Blog Post created by benz on Sep 14, 2016

Originally posted Oct 10, 2014

RF and microwave applications get their own benefits from semiconductor advances

Gordon Moore is well known for his 1965 prediction that the number of transistors in high-density digital ICs would double every two years, give or take. While the implications for processors and memory are well understood, perhaps only RF and microwave engineers recall Moore’s other prediction in that same paper: “Integration will not change linear systems as radically as digital systems.”

Though it’s hard to quantify, it seems that the pace of advances in combined digital/analog circuits is somewhere in the middle: slower than that of processors and memory, but faster than purely analog circuits. To many of us, the actual rate means a lot because analog-to-digital converters (ADCs) and digital-to-analog converters (DACs) bring the power, speed and flexibility of digital circuits to real-world challenges in electronic warfare (EW), wireless, radar, and beyond.

Direct digital synthesis (DDS) technologies are an excellent example, and they’re becoming more important and more prominent in demanding RF and microwave applications. The essentials of DDS are straightforward, as shown in the diagram of a signal source below.

In DDS, memory and DSP drive an RF-capable DAC, and its output is filtered to remove harmonics and out-of-band spurs. Other spurs must be kept inherently low by the design of the DAC itself.

In DDS, memory and DSP drive an RF-capable DAC, and its output is filtered to remove harmonics and out-of-band spurs. Other spurs must be kept inherently low by the design of the DAC itself.

Deep memory and high-speed digital processing—using ASICs and FPGAs—have long been used to drive DACs. Unfortunately, most DACs have been too narrowband for frequency synthesis, and wideband units lacked the necessary signal purity. The Holy Grail has been a DAC that can deliver instrument-quality performance over wide RF bandwidths.

*Data:*
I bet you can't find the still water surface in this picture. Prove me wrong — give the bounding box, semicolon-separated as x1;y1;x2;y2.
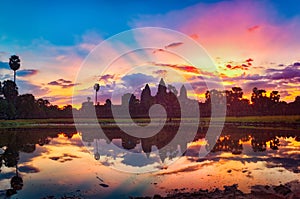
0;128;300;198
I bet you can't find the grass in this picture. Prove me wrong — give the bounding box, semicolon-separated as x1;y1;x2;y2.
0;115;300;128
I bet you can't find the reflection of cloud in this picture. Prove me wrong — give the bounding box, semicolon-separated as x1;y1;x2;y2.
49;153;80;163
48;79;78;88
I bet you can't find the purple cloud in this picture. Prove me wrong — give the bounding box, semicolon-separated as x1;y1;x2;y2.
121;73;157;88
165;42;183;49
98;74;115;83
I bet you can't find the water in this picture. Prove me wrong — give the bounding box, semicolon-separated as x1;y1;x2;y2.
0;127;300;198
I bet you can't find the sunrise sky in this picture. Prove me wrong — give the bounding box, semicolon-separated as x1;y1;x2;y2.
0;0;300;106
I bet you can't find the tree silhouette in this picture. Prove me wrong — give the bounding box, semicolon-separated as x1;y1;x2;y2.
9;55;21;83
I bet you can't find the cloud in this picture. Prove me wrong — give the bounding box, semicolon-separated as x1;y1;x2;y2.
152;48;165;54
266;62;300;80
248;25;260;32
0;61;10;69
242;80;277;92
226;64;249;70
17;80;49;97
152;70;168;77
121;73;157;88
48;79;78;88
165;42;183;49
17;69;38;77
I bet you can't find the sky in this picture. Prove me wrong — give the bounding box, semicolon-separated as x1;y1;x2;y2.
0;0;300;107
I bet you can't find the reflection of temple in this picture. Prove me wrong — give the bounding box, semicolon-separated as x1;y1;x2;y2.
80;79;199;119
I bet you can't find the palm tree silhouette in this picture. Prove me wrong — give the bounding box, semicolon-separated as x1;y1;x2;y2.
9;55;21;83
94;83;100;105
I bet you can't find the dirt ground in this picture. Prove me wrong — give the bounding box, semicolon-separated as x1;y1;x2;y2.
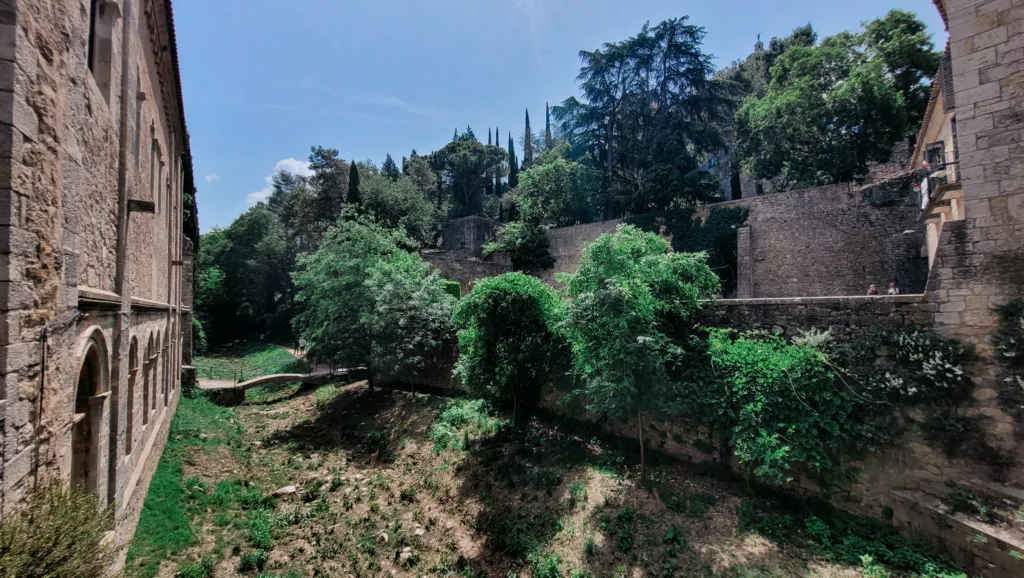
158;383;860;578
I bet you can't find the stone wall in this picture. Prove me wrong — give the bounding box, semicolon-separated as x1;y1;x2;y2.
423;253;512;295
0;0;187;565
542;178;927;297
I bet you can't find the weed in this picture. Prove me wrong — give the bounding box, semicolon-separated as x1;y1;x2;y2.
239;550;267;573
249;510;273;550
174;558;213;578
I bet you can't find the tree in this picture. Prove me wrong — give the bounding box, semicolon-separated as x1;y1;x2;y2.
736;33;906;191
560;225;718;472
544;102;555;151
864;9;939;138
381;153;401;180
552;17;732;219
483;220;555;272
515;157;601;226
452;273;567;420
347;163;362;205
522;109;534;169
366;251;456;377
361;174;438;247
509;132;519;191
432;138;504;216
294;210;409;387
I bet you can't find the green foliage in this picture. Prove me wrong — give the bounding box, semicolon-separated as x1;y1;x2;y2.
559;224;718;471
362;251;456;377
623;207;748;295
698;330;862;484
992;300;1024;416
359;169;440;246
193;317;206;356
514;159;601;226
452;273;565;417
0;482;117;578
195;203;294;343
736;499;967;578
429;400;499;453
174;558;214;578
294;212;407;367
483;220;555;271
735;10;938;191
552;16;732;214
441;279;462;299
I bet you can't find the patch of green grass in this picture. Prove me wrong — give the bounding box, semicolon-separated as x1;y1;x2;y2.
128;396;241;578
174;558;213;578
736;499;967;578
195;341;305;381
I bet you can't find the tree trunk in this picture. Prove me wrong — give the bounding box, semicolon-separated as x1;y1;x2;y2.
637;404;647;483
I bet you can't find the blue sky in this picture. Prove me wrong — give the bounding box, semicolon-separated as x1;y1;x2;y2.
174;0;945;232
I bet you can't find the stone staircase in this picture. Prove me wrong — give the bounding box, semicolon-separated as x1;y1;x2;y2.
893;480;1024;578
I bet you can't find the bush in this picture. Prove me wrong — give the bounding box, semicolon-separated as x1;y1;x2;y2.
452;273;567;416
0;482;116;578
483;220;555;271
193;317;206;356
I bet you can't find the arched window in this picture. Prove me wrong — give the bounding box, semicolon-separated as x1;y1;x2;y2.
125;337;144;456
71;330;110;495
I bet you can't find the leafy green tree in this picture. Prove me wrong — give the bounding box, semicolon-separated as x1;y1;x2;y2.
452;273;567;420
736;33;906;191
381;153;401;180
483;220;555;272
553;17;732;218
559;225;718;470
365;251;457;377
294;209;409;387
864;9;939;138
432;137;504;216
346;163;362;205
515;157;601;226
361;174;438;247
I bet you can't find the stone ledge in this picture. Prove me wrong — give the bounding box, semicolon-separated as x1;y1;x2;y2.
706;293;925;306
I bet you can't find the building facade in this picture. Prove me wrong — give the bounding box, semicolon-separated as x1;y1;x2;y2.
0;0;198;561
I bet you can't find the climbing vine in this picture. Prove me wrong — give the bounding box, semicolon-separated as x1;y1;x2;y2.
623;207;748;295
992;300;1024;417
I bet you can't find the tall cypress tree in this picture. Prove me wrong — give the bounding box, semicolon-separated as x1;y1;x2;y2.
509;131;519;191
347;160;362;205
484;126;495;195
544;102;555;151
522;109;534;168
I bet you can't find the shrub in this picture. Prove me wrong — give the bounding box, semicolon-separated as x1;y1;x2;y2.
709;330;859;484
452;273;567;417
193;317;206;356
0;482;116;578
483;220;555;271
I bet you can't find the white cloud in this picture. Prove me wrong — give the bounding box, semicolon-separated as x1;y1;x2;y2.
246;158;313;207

* * *

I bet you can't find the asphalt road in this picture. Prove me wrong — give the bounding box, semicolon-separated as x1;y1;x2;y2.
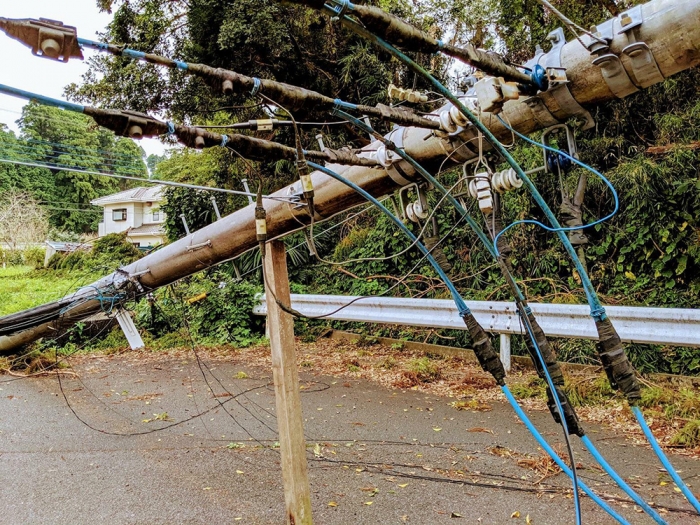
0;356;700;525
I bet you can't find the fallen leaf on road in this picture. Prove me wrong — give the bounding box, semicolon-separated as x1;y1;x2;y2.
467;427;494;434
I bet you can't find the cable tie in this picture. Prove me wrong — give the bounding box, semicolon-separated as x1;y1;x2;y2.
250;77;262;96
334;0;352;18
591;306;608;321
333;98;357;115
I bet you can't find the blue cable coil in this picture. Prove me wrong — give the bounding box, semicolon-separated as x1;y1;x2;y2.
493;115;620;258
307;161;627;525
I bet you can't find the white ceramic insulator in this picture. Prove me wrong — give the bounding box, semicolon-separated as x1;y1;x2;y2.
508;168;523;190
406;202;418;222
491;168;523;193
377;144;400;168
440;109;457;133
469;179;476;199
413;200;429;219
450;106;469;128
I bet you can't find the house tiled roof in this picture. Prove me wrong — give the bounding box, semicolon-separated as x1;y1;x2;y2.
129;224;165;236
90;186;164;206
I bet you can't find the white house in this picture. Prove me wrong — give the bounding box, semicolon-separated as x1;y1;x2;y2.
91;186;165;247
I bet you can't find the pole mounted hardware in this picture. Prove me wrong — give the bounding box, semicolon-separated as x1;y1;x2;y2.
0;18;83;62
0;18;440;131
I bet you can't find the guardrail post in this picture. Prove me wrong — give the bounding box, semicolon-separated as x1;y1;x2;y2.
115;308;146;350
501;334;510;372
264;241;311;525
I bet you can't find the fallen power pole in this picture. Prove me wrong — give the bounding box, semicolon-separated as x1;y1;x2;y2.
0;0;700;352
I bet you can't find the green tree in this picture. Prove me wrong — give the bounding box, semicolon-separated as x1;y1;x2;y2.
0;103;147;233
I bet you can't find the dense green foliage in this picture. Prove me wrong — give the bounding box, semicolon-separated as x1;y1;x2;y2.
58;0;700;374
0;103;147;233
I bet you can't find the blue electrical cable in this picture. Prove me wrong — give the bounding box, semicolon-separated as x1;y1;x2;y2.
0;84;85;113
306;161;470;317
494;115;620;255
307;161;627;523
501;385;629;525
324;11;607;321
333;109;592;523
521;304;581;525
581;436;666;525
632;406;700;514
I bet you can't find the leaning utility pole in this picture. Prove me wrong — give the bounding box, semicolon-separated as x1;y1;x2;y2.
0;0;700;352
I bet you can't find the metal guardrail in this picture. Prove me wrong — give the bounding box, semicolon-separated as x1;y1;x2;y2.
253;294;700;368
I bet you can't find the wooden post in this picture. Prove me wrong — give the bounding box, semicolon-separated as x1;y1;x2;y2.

* * *

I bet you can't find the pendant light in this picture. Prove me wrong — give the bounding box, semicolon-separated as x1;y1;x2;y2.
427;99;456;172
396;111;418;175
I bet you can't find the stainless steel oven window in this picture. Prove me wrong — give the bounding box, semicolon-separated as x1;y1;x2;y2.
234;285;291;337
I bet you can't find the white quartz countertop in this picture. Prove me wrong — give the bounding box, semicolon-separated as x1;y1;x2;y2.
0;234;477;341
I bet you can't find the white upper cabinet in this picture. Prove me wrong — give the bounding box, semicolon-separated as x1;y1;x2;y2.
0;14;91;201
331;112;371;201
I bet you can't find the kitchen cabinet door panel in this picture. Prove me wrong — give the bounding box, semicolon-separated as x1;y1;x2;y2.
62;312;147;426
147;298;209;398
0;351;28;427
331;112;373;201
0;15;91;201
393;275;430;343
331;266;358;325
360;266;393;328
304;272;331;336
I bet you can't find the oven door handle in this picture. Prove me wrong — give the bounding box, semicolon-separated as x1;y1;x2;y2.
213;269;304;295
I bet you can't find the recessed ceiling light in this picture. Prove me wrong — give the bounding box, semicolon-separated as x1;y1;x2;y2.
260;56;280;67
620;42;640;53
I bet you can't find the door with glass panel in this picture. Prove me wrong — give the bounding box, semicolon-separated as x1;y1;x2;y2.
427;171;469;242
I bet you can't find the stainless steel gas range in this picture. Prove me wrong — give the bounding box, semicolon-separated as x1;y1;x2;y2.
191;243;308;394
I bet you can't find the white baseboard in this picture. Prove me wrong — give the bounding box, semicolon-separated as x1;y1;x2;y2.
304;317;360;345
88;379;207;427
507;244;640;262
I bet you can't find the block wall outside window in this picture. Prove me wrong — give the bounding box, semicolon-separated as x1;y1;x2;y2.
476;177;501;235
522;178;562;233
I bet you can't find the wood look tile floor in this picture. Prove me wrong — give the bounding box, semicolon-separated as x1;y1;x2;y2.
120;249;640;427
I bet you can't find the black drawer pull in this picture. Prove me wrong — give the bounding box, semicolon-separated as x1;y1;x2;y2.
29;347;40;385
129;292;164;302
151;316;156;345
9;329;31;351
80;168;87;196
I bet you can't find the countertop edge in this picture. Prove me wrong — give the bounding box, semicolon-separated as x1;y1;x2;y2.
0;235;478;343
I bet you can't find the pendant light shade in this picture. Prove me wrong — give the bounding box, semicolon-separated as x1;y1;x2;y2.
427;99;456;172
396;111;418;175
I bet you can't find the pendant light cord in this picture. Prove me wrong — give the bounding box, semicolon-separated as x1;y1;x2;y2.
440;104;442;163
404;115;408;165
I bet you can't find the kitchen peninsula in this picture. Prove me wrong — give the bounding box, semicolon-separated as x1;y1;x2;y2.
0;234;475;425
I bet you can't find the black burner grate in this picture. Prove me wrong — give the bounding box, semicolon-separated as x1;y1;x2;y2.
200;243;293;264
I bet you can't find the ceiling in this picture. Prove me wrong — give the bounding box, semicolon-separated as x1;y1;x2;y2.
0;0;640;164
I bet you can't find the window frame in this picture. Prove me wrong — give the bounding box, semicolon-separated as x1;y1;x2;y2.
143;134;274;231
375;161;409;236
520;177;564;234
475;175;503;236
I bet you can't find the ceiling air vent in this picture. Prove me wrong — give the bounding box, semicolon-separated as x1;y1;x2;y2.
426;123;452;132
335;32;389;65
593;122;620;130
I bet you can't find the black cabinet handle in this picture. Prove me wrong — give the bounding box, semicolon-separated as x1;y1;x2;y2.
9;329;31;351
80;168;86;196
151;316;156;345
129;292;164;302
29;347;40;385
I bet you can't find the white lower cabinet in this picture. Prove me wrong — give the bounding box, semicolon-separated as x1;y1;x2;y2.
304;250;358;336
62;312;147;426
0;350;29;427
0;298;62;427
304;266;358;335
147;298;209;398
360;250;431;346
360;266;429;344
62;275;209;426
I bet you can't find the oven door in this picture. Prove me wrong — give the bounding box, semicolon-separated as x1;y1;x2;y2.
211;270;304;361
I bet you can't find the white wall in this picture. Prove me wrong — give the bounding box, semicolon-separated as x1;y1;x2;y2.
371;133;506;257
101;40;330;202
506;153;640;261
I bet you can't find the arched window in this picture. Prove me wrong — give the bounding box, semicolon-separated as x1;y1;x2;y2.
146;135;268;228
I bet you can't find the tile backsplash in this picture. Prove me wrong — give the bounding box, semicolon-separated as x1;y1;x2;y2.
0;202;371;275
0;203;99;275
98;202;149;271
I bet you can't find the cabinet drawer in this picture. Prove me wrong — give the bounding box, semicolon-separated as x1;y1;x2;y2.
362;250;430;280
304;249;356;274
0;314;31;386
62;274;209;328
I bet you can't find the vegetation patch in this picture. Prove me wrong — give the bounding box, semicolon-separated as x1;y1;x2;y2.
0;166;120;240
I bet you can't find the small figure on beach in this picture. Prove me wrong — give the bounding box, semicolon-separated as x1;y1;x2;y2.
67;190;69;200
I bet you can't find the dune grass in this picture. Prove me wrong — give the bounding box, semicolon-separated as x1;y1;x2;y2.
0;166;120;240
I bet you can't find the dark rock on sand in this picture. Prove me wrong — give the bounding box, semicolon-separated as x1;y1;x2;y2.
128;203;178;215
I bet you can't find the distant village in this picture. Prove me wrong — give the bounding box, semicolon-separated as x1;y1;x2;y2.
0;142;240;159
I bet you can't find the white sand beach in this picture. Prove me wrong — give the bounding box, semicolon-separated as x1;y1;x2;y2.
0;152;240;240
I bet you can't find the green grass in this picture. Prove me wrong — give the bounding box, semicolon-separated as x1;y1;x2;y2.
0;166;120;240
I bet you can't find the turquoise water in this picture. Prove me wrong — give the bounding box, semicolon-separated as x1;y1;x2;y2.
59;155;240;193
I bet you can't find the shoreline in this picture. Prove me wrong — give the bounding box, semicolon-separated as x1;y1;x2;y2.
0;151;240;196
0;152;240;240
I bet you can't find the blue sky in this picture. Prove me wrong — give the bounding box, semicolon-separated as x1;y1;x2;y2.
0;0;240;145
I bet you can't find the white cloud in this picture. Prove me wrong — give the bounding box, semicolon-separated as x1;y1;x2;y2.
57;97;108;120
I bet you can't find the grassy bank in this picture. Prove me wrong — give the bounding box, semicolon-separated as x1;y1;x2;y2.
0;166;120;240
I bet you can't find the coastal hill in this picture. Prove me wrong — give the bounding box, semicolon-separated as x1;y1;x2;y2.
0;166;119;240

*Exercise requirements:*
(a) Reproduce the post on how RF and microwave applications benefit from semiconductor advances, word for word.
(b) Quote everything in the records from the line containing "I bet you can't find the blue cable" down to the line containing "90;186;164;206", including both of those lines.
The records have no connection to the post.

*Set of answers:*
(a)
Blog Post created by benz on Sep 14, 2016

Originally posted Oct 10, 2014

RF and microwave applications get their own benefits from semiconductor advances

Gordon Moore is well known for his 1965 prediction that the number of transistors in high-density digital ICs would double every two years, give or take. While the implications for processors and memory are well understood, perhaps only RF and microwave engineers recall Moore’s other prediction in that same paper: “Integration will not change linear systems as radically as digital systems.”

Though it’s hard to quantify, it seems that the pace of advances in combined digital/analog circuits is somewhere in the middle: slower than that of processors and memory, but faster than purely analog circuits. To many of us, the actual rate means a lot because analog-to-digital converters (ADCs) and digital-to-analog converters (DACs) bring the power, speed and flexibility of digital circuits to real-world challenges in electronic warfare (EW), wireless, radar, and beyond.

Direct digital synthesis (DDS) technologies are an excellent example, and they’re becoming more important and more prominent in demanding RF and microwave applications. The essentials of DDS are straightforward, as shown in the diagram of a signal source below.

In DDS, memory and DSP drive an RF-capable DAC, and its output is filtered to remove harmonics and out-of-band spurs. Other spurs must be kept inherently low by the design of the DAC itself.

In DDS, memory and DSP drive an RF-capable DAC, and its output is filtered to remove harmonics and out-of-band spurs. Other spurs must be kept inherently low by the design of the DAC itself.

Deep memory and high-speed digital processing—using ASICs and FPGAs—have long been used to drive DACs. Unfortunately, most DACs have been too narrowband for frequency synthesis, and wideband units lacked the necessary signal purity. The Holy Grail has been a DAC that can deliver instrument-quality performance over wide RF bandwidths.

(b)
I bet you can't find the blue cable coil in this picture. Prove me wrong — give the bounding box, semicolon-separated as x1;y1;x2;y2.
493;115;620;258
307;161;627;525
I bet you can't find the white ceramic insulator in this picture. Prove me wrong — give the bounding box, semicolon-separated as x1;y1;x2;y2.
508;168;523;190
406;202;418;222
491;168;523;193
377;144;400;168
440;109;457;133
469;179;476;199
413;200;429;219
450;106;469;128
I bet you can't find the house tiled roof in this picture. Prove me wrong — give the bounding box, semicolon-separated as x1;y1;x2;y2.
129;224;165;236
90;186;164;206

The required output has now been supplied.